Start of Records for the task

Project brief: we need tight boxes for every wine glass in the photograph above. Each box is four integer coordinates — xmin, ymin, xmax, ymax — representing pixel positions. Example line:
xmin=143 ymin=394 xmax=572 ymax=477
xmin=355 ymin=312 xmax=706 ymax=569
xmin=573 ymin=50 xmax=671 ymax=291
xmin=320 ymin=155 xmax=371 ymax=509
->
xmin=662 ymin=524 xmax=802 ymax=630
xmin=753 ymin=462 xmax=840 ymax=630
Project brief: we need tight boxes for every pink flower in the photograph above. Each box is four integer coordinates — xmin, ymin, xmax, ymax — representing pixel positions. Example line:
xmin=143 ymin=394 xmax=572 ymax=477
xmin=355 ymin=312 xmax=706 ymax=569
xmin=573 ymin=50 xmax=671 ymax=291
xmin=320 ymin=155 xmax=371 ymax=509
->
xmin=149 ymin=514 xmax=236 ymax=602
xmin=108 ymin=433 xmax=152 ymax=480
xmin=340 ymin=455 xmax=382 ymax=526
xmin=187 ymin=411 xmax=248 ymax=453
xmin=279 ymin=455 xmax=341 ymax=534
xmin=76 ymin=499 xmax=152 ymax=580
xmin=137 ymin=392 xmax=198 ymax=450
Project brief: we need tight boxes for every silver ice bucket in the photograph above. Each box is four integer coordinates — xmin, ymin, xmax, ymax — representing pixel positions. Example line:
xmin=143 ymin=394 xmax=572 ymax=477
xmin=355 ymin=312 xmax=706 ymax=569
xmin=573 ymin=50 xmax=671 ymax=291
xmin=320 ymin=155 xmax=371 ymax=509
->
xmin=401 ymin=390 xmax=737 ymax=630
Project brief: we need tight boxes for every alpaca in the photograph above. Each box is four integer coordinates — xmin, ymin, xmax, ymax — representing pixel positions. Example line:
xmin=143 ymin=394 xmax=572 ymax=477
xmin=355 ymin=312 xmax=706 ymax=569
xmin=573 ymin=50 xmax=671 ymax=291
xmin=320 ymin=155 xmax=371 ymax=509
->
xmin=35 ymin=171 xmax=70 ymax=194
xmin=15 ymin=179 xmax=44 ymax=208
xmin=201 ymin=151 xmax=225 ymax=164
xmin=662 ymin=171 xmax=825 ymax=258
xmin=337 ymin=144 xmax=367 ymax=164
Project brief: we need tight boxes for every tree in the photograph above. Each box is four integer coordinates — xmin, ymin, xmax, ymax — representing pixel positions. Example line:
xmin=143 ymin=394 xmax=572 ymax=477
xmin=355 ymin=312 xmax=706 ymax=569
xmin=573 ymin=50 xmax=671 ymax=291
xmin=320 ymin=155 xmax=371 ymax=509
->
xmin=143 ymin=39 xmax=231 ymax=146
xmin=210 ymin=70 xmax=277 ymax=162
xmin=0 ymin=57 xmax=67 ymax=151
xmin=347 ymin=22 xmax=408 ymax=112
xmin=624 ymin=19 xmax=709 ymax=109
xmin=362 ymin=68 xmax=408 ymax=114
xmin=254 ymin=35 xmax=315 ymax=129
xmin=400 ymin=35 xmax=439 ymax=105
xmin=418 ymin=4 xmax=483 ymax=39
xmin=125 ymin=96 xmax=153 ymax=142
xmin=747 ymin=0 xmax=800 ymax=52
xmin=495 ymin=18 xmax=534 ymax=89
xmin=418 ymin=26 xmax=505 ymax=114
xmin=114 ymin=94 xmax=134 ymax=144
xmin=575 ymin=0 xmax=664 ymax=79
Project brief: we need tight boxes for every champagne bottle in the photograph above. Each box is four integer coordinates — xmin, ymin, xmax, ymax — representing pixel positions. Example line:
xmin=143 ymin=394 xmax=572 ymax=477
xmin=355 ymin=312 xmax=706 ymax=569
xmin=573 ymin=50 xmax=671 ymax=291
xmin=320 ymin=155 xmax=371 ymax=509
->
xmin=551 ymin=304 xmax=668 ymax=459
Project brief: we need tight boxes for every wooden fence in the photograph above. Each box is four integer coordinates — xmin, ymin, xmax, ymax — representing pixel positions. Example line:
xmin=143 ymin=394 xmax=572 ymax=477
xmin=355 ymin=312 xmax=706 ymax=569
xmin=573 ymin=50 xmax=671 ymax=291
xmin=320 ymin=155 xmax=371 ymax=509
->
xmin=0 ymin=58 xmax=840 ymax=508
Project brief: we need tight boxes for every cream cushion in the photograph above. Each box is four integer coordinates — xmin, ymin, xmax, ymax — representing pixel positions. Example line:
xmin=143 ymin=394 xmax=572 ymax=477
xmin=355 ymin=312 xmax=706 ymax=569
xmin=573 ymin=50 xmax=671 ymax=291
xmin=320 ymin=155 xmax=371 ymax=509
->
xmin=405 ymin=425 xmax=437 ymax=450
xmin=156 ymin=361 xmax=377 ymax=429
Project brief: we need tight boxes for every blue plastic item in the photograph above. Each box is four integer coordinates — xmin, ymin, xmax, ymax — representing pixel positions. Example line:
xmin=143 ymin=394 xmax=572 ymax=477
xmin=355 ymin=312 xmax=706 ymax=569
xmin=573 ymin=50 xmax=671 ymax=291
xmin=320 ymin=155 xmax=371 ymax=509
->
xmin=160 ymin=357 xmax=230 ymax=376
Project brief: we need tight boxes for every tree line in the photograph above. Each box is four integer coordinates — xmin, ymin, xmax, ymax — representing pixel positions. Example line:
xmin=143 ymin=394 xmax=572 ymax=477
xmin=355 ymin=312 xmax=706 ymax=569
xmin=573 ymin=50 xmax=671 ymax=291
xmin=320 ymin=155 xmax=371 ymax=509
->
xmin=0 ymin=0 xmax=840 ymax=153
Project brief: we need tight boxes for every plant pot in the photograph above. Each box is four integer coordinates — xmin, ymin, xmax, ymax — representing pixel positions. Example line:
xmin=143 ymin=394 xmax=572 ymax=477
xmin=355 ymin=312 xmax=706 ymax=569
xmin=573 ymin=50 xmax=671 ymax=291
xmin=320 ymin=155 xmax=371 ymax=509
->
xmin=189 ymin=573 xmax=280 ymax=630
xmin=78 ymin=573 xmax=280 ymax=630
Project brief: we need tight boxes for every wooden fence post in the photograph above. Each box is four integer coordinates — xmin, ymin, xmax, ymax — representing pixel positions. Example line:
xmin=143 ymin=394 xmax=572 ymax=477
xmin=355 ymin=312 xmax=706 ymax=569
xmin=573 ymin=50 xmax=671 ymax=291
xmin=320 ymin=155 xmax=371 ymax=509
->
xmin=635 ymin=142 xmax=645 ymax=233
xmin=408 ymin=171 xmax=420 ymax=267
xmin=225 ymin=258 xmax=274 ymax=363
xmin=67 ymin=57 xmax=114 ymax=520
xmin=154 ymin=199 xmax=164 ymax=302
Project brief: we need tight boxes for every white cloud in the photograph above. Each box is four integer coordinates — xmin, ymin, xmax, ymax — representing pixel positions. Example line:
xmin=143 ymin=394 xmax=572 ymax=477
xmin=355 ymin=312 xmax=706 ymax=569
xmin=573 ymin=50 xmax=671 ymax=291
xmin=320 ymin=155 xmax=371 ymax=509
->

End of Records for the task

What is being asked » Please report every line of the rows above that holds the string "wooden". Case counts.

Written answer »
Project brief: we need tight boxes for every wooden fence in the photograph above. Each box is four integer coordinates — xmin, ymin, xmax, ymax — representing pixel positions. Example line:
Project brief: we need tight boxes for every wooden fence post in the photograph above. Each box is four integer coordinates — xmin, ymin, xmax, ymax — representing pixel positions. Example line:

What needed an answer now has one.